[Written task]:
Reproduce, unchanged, everything from the line containing "If you could mark the wooden" down to the last line of the items below.

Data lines
◆ ◆ ◆ ◆ ◆
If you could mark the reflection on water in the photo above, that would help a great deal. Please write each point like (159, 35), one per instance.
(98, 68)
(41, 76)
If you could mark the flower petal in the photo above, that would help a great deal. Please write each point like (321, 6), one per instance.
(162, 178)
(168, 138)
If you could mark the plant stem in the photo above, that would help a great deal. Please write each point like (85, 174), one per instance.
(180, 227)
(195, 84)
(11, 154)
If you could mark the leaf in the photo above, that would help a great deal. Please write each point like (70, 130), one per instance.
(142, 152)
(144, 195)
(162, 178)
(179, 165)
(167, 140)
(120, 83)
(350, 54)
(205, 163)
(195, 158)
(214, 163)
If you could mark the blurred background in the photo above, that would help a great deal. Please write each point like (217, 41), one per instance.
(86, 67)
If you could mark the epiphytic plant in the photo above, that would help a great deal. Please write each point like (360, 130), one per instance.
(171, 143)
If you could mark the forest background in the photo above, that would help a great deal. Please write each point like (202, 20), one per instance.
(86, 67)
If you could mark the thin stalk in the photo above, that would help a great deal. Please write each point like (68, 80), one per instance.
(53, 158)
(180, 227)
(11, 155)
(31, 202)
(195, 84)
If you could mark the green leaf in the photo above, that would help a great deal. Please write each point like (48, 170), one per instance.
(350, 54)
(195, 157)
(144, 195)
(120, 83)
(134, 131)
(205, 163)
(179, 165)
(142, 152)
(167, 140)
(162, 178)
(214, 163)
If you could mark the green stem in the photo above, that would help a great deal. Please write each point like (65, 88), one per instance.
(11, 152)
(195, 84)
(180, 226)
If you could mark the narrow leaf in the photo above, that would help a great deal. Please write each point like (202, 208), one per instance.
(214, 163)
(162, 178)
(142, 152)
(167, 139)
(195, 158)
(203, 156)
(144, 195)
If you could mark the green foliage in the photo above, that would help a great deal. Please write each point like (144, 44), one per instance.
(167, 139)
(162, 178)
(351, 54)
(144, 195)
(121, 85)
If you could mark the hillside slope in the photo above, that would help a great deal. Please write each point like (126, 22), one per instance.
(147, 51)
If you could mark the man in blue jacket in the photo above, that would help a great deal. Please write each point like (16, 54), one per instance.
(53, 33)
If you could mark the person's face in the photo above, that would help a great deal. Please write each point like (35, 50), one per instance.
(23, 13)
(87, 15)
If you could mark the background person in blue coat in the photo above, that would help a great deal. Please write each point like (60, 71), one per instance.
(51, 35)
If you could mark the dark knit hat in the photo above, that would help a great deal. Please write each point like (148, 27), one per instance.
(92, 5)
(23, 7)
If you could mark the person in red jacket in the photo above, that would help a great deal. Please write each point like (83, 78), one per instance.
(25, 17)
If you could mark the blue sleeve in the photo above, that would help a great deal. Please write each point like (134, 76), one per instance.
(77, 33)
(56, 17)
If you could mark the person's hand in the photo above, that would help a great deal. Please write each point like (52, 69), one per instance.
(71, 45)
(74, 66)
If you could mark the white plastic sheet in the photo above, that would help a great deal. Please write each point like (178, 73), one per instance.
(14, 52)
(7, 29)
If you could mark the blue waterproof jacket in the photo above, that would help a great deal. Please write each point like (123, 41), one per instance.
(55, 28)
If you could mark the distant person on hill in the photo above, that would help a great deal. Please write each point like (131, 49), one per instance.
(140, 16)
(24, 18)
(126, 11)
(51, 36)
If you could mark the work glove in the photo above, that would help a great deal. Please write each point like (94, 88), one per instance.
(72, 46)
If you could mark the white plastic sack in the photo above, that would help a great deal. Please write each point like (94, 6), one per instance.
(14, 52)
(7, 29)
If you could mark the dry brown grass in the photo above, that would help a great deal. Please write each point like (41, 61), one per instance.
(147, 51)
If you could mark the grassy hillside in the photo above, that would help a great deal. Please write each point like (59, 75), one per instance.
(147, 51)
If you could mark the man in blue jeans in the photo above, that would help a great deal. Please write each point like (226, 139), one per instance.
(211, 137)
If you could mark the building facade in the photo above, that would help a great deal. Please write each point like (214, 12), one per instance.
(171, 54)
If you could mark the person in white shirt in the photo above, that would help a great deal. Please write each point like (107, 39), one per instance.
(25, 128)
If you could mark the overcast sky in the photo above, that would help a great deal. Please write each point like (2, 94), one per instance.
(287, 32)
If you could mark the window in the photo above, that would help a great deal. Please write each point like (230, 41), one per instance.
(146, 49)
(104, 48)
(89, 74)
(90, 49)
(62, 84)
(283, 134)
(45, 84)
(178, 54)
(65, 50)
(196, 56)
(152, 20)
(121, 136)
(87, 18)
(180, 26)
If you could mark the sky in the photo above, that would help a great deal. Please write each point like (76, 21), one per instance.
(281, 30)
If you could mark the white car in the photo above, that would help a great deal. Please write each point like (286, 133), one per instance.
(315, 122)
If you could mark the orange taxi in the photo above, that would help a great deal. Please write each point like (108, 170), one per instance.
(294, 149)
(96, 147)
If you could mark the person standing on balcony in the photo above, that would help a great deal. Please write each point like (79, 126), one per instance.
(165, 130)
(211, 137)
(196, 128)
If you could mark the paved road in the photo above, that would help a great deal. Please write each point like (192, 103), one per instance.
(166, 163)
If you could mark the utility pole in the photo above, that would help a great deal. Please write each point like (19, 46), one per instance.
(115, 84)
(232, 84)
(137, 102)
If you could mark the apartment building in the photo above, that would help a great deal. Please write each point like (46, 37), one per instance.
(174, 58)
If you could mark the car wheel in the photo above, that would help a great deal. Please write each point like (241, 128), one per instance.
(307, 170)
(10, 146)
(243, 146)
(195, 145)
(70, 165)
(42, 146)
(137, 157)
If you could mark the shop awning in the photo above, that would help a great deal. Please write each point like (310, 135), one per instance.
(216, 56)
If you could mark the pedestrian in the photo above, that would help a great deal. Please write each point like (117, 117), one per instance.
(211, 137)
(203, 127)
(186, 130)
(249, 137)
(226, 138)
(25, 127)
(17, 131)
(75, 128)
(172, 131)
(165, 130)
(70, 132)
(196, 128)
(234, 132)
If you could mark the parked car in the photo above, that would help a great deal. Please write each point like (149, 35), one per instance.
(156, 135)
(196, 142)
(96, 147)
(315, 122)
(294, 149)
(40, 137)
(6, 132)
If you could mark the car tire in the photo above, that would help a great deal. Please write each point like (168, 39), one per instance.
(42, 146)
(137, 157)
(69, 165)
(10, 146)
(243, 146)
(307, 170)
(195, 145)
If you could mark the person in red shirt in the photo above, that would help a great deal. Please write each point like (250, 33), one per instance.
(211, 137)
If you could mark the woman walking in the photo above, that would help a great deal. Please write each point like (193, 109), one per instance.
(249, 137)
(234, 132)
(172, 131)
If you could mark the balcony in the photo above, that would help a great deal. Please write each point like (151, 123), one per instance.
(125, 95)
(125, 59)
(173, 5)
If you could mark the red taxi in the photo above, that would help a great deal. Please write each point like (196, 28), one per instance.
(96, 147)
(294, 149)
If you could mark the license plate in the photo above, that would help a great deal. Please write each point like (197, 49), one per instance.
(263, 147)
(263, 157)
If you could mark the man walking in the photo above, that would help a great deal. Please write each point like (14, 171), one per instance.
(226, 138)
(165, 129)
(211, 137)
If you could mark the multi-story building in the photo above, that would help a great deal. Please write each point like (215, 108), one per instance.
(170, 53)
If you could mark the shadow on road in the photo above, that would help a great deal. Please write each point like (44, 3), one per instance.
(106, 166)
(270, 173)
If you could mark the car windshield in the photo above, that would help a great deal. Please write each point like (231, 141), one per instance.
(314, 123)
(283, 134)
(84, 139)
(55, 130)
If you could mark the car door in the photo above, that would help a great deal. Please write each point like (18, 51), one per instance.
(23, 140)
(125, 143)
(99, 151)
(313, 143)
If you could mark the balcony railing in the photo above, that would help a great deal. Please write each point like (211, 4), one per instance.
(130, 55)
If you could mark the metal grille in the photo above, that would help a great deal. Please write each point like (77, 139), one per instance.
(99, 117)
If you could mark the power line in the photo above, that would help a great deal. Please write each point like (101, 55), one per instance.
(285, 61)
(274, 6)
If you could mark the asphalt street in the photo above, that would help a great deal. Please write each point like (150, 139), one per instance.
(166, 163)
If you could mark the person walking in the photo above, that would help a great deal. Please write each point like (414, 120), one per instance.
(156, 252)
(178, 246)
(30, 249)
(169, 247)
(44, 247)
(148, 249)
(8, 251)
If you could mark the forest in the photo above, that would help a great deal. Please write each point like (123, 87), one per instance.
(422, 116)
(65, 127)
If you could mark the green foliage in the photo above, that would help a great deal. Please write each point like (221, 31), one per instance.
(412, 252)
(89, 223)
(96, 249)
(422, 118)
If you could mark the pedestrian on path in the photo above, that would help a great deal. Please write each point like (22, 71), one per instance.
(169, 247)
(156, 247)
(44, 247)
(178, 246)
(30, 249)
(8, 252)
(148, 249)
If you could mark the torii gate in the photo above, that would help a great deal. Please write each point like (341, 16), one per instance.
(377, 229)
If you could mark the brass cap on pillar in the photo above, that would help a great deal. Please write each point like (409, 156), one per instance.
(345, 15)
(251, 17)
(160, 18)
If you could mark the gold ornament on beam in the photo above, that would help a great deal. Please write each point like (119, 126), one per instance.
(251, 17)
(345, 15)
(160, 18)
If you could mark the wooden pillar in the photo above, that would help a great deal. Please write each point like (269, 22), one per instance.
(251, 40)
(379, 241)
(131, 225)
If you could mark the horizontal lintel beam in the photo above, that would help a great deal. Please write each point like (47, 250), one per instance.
◆ ◆ ◆ ◆ ◆
[In response]:
If you could mark the wooden pillar in the photo above, that would help a great deal. Please write each point like (269, 22), one per instance.
(251, 40)
(379, 241)
(131, 225)
If you could mark the horizontal lintel beam in the photo above, that would help a great deal. Please write each point like (47, 250), one per instance.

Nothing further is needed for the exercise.